(Excerpts from a dataset)
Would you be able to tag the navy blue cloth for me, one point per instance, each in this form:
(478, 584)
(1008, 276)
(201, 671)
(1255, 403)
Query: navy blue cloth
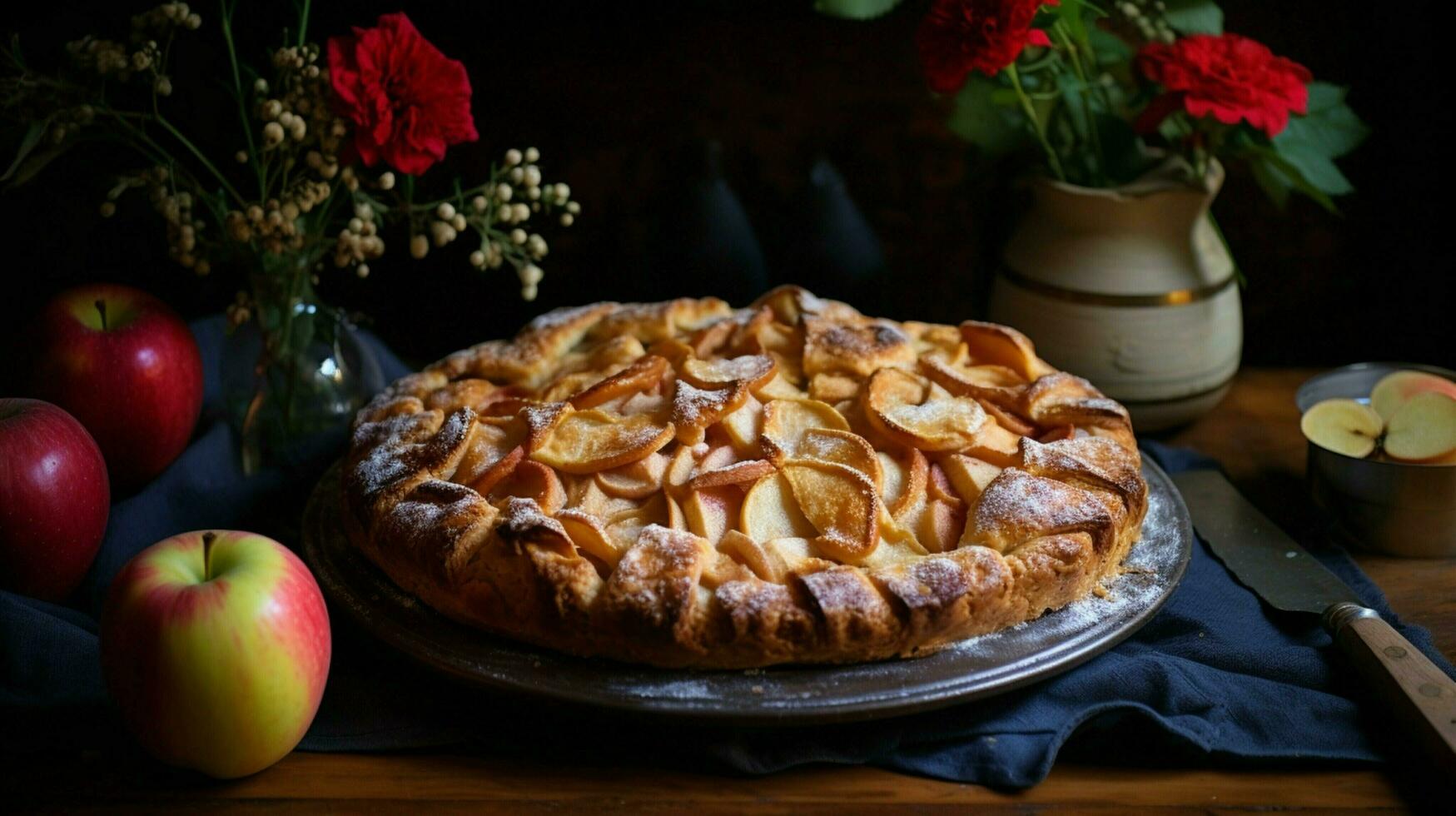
(1215, 678)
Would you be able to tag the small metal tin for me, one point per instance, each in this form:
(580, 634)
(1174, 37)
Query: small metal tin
(1395, 507)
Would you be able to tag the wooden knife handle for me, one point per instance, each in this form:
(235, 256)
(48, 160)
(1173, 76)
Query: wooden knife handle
(1420, 695)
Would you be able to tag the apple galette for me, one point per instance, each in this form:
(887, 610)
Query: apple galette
(688, 484)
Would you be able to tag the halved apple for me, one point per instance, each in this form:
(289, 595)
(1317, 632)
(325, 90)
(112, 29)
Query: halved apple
(1395, 388)
(1343, 425)
(1423, 429)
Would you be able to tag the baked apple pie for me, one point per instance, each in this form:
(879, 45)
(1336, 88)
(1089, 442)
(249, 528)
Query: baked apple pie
(688, 484)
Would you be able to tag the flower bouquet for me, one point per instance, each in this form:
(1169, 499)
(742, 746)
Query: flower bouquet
(332, 140)
(1107, 92)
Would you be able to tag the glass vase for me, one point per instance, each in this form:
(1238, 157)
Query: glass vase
(296, 372)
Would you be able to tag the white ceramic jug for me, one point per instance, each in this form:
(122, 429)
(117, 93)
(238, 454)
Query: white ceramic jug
(1131, 287)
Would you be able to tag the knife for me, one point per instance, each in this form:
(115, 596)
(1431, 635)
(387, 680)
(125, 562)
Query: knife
(1287, 577)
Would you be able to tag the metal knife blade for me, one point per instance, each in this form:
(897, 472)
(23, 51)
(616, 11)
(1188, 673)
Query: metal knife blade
(1260, 554)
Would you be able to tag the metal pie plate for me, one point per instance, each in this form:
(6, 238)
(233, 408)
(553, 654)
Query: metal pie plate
(970, 669)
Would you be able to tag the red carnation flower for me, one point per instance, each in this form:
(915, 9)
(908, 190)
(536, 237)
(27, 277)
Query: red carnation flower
(1228, 77)
(983, 35)
(406, 99)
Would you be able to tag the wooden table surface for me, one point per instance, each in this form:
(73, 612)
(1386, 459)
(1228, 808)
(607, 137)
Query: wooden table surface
(1254, 433)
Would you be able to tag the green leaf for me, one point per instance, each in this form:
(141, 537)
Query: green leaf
(1331, 128)
(1279, 168)
(855, 9)
(1108, 48)
(28, 143)
(979, 120)
(1195, 17)
(1316, 168)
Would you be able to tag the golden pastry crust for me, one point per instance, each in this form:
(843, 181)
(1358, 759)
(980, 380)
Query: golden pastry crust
(686, 484)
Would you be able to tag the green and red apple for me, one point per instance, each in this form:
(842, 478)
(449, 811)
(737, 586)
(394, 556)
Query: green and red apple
(216, 647)
(126, 366)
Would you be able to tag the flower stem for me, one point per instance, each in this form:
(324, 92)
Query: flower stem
(1036, 122)
(237, 91)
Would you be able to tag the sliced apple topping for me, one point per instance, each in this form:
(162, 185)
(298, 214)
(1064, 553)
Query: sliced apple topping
(1002, 346)
(769, 510)
(637, 378)
(1067, 400)
(743, 472)
(744, 425)
(1343, 425)
(787, 420)
(921, 414)
(589, 535)
(968, 475)
(585, 442)
(752, 371)
(841, 503)
(991, 384)
(833, 388)
(695, 408)
(638, 480)
(1423, 429)
(713, 510)
(779, 388)
(534, 481)
(906, 477)
(845, 448)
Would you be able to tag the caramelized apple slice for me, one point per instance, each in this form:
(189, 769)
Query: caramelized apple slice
(540, 421)
(841, 503)
(968, 475)
(750, 371)
(833, 388)
(1002, 346)
(639, 376)
(589, 535)
(585, 442)
(744, 425)
(536, 481)
(917, 414)
(638, 480)
(695, 408)
(787, 420)
(769, 510)
(711, 512)
(734, 474)
(991, 384)
(845, 448)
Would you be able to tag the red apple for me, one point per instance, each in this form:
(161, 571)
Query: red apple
(128, 369)
(54, 499)
(216, 649)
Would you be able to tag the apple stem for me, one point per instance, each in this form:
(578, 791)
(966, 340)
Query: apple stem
(207, 555)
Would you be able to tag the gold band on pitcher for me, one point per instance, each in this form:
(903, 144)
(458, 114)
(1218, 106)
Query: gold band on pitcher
(1175, 297)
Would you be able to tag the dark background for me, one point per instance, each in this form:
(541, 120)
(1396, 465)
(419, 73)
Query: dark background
(620, 99)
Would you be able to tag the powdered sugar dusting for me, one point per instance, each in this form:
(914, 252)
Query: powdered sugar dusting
(692, 402)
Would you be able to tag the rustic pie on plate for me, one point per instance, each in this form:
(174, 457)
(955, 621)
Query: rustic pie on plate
(689, 484)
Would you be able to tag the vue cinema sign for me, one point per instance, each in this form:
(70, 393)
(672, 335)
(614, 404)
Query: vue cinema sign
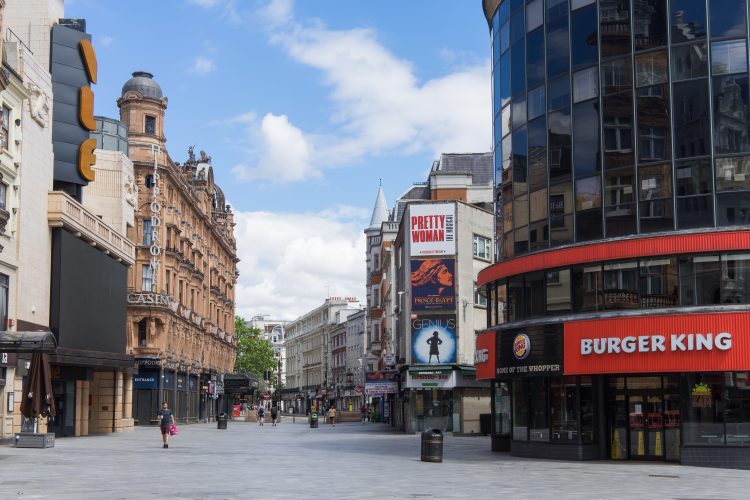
(73, 68)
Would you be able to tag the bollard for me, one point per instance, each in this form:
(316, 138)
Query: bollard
(432, 445)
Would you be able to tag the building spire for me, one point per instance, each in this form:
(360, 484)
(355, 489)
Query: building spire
(380, 212)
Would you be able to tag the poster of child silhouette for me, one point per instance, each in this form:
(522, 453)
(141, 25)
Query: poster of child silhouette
(433, 340)
(433, 286)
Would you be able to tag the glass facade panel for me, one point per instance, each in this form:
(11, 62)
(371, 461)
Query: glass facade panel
(584, 37)
(728, 57)
(586, 137)
(692, 126)
(614, 18)
(688, 20)
(689, 61)
(727, 17)
(731, 124)
(558, 47)
(649, 23)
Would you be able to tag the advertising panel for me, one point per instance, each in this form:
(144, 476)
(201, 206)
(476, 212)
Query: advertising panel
(433, 339)
(379, 383)
(484, 355)
(683, 343)
(531, 351)
(432, 229)
(433, 285)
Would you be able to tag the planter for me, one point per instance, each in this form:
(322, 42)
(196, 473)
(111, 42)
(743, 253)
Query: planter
(35, 440)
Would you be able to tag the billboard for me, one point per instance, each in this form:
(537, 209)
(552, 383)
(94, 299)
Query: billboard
(433, 285)
(432, 229)
(433, 339)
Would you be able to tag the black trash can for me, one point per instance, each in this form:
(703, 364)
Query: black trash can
(485, 423)
(432, 445)
(221, 421)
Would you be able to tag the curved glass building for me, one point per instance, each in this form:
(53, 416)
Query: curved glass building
(620, 300)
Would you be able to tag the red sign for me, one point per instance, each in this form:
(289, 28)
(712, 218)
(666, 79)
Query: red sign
(484, 355)
(684, 343)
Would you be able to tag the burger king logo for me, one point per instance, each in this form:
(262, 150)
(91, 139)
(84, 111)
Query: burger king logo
(521, 346)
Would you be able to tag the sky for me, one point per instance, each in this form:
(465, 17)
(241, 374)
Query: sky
(305, 107)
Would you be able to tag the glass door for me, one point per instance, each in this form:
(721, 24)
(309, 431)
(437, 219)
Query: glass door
(646, 425)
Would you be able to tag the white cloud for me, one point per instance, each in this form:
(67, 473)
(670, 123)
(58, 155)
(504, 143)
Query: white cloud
(284, 153)
(291, 262)
(202, 66)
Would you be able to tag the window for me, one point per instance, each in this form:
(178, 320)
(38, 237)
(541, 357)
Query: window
(147, 231)
(5, 128)
(480, 296)
(150, 125)
(147, 278)
(482, 247)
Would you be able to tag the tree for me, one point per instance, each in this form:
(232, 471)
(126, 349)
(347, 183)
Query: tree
(254, 354)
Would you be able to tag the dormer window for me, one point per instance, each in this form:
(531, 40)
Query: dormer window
(150, 127)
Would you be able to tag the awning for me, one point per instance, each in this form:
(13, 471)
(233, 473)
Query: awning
(42, 342)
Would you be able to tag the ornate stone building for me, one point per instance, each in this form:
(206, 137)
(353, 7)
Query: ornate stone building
(181, 288)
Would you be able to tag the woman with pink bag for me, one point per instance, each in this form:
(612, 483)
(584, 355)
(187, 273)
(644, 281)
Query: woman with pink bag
(166, 423)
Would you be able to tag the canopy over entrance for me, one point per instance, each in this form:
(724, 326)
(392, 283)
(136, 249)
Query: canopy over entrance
(29, 342)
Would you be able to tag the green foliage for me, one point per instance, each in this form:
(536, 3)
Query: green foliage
(254, 354)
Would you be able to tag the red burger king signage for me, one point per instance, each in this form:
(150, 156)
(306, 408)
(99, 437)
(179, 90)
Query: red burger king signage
(679, 343)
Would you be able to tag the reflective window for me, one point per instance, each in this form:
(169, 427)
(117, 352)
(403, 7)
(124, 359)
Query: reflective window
(559, 93)
(691, 118)
(689, 61)
(654, 137)
(559, 143)
(728, 57)
(688, 20)
(586, 137)
(534, 14)
(731, 125)
(727, 17)
(518, 112)
(518, 68)
(535, 57)
(614, 16)
(655, 194)
(651, 68)
(504, 79)
(538, 154)
(558, 47)
(733, 209)
(584, 34)
(650, 23)
(585, 84)
(658, 282)
(619, 202)
(733, 173)
(536, 102)
(621, 290)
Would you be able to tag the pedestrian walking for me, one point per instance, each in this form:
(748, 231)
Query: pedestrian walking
(332, 415)
(166, 421)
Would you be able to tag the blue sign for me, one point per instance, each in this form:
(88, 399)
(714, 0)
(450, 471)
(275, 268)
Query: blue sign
(145, 381)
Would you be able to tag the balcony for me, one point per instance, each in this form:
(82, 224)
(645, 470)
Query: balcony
(63, 211)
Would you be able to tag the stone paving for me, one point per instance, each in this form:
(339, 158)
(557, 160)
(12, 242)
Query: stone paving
(350, 460)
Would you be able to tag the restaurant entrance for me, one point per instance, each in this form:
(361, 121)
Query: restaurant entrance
(644, 418)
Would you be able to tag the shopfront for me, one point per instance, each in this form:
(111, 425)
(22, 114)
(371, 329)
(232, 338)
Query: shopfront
(665, 388)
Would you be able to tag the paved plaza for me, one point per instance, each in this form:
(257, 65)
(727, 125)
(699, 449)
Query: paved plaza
(347, 461)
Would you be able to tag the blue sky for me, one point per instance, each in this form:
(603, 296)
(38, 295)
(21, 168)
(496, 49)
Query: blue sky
(303, 106)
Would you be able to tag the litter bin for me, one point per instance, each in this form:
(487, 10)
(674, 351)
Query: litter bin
(221, 421)
(485, 423)
(432, 445)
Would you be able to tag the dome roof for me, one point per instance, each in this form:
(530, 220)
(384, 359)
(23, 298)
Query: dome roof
(143, 83)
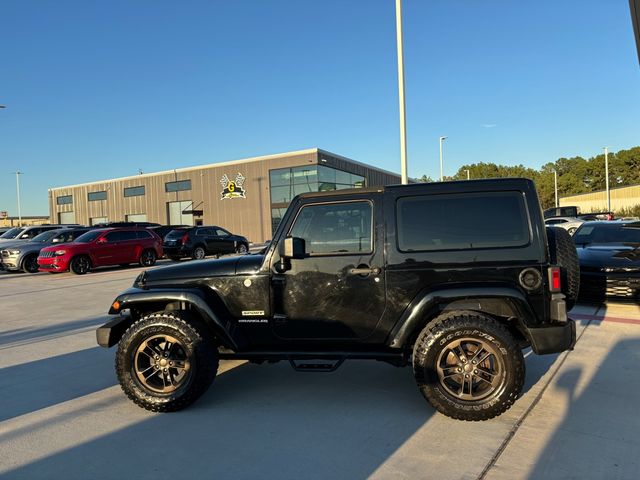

The task: Output, line for line and exactly, the records above from their first line through the one with "Would you be able to tag the wooden knife", both ends included, but no pictures.

Written response:
Would you be able to tag the navy blue cloth for me, one point per instance, each in this form:
(478, 584)
(1008, 276)
(201, 671)
(1255, 403)
Query: navy blue cloth
(1215, 678)
Would you be able to tag the small metal tin for me, one point per instance, each in this form:
(580, 634)
(1174, 37)
Query: small metal tin
(1395, 507)
Would you be able to tag the wooden knife handle for me, one point per instance, each in this form:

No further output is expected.